▶ RECORDS TO PROCESS:

>>>

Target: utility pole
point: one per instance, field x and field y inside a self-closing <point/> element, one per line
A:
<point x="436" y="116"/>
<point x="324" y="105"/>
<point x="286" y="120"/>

<<<

▶ WRITTEN REQUEST: Convert every line of the entries above into a Markdown table with the columns Row and Text, numbering each row and omitting blank lines.

▶ FINISHED ANSWER:
| Row | Text |
|---|---|
| 1 | Target: utility pole |
| 2 | point: one per instance, field x and field y inside a self-closing <point/> element, one per line |
| 3 | A: |
| 4 | <point x="436" y="116"/> |
| 5 | <point x="324" y="105"/> |
| 6 | <point x="286" y="120"/> |